## [WRITTEN TASK]
Rewrite the items below as a numbered list, leaving out any blank lines.

## [DATASET ROWS]
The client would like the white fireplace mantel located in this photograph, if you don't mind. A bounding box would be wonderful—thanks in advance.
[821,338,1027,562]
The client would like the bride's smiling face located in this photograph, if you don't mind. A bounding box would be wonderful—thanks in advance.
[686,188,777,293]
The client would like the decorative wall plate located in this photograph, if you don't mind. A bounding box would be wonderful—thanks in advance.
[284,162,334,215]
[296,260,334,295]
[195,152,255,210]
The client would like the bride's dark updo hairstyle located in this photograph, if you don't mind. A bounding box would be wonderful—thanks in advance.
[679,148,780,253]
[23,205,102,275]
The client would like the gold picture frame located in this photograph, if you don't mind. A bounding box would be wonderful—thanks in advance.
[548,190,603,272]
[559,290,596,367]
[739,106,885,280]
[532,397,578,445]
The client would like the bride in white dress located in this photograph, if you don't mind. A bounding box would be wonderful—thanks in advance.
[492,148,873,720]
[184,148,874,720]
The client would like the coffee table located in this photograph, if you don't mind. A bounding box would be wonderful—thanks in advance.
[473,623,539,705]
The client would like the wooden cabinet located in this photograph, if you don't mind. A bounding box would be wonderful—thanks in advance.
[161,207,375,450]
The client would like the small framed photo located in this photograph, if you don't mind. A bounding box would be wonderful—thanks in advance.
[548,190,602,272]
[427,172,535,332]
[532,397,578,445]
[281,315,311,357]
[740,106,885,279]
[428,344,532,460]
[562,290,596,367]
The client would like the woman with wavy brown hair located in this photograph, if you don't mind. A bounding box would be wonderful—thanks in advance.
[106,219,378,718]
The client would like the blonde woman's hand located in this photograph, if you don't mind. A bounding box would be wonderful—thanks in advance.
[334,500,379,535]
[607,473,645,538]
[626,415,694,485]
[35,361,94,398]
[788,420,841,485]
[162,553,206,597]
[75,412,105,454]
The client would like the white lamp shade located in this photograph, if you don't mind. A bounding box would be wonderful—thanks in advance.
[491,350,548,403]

## [SOLUTION BELOW]
1. The client would like the white fireplace mantel located in this photograph, if you don't mind. A bounding box would be wonderful—thanks in advance.
2. [821,338,1027,562]
3. The client would like the bride's smiling face located in this photograph, if you don't mind. A bounding box would be wonderful—thanks in advance.
4. [686,188,777,293]
5. The client would like the decorative wall plate located in this photograph, if you don't mind. A bounding box would be wonderful—thanks in advance.
6. [284,162,334,215]
7. [296,260,334,295]
8. [195,152,255,210]
9. The client would like the bride's dark updo hairstyle located in this photograph, if you don't mind. A bounding box would be wonderful—thanks in advance.
10. [679,148,780,253]
11. [23,205,102,275]
12. The client would like the gold picture frame located in this photograph, if you don't mind. A bounding box would be wonderful—thanks in advance.
13. [548,190,603,272]
14. [559,290,596,367]
15. [739,106,885,280]
16. [532,397,578,445]
17. The client would like the bride in white dress located in this photograph, if you don't mind. A bounding box would be wonderful—thanks in advance.
18. [492,148,873,720]
19. [184,148,874,720]
20. The client would like the coffee table located in this photograph, if you don't mind. A bounding box would be wonderful—thanks in advance.
21. [473,623,539,705]
22. The client would like the wooden cabinet located in this photograph, if you don't mind. A bounding box would be wonderful—thanks in advance.
23. [161,207,375,450]
24. The client would like the small framed photo located in this photograph, if you don't mind. A bounding box would be wonderful—thanks in advance.
25. [548,190,602,272]
26. [427,172,535,332]
27. [532,397,578,445]
28. [281,315,311,357]
29. [740,106,885,279]
30. [428,344,532,460]
31. [562,290,596,367]
32. The client would like the woman with wavy brown hair located in this photograph, if you don't mind. A bounding box would be wonderful—thanks in advance.
33. [106,219,378,718]
34. The client would like the blonde woman's hand located in this photograph, if you don't mind. A bounding box would be wonderful—thanks in advance.
35. [334,500,379,535]
36. [607,473,645,538]
37. [626,415,694,485]
38. [35,361,94,398]
39. [788,420,841,485]
40. [162,553,206,597]
41. [75,412,105,454]
42. The client would like the white lamp shade located in this photograph, if you don't mind. A bounding box would be wonderful—thanks in advance.
43. [491,350,548,403]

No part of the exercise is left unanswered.